Given problem 1:
Output the dataset entries below word for word, covering every entry, and leave out the pictures.

Selected extract:
start
UnidentifiedImageError when training a model using TF ImageGenerator

Question

I'm running a binary classifier of 21250 images (total for the 2 classes). My batch size is at 425 with steps at 50.

When I run the model I get the following error:

UnknownError: 2 root error(s) found.
  (0) Unknown:  UnidentifiedImageError: cannot identify image file <_io.BytesIO object at 0x0000019FA183C8B0>
Traceback (most recent call last):

From what I understand, the image here could be corrupt or the image cannot be read for other reasons. Is there a way to get the trainer to skip images that are not identifiable?

Please do let me know other suggestions to consider in my code/ data to fix this problem.
end
Rows from a dataset:
start
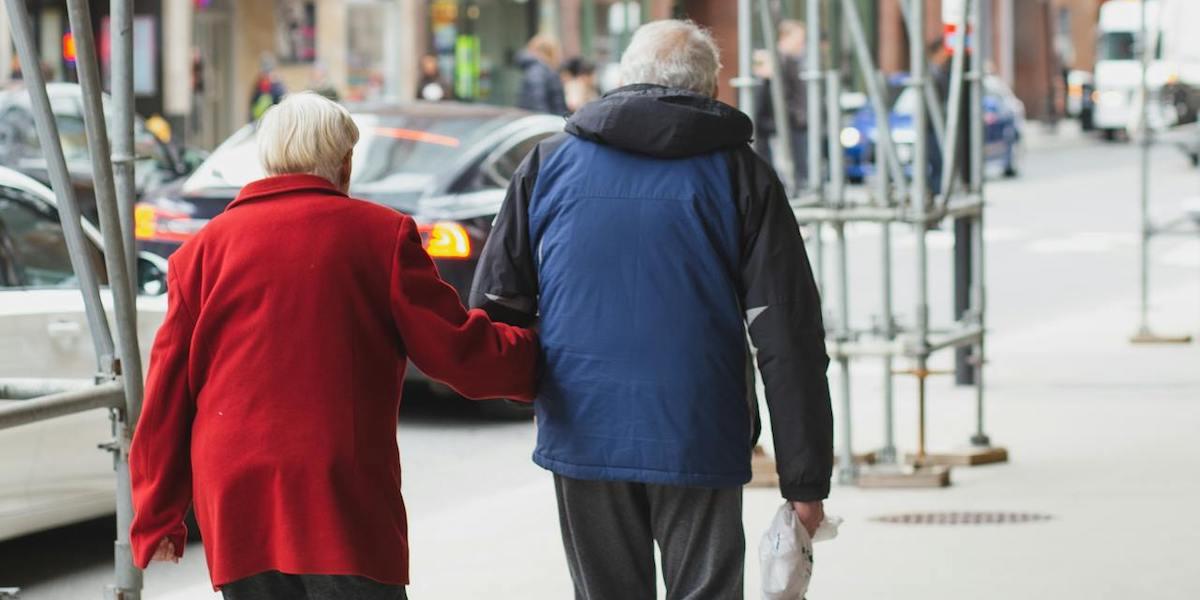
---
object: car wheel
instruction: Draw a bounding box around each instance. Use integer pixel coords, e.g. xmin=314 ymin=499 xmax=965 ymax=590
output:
xmin=479 ymin=400 xmax=533 ymax=421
end
Given problem 2:
Return the passage of the TensorFlow error thread starting at "I'm running a" and ending at "fix this problem.", copied word for word.

Solution 1:
---
object: car wheel
instruction: Draw a bounding box around each instance. Use integer pixel coords, e.g. xmin=314 ymin=499 xmax=965 ymax=590
output:
xmin=479 ymin=400 xmax=533 ymax=421

Solution 2:
I'm running a binary classifier of 21250 images (total for the 2 classes). My batch size is at 425 with steps at 50.

When I run the model I get the following error:

UnknownError: 2 root error(s) found.
  (0) Unknown:  UnidentifiedImageError: cannot identify image file <_io.BytesIO object at 0x0000019FA183C8B0>
Traceback (most recent call last):

From what I understand, the image here could be corrupt or the image cannot be read for other reasons. Is there a way to get the trainer to skip images that are not identifiable?

Please do let me know other suggestions to consider in my code/ data to fix this problem.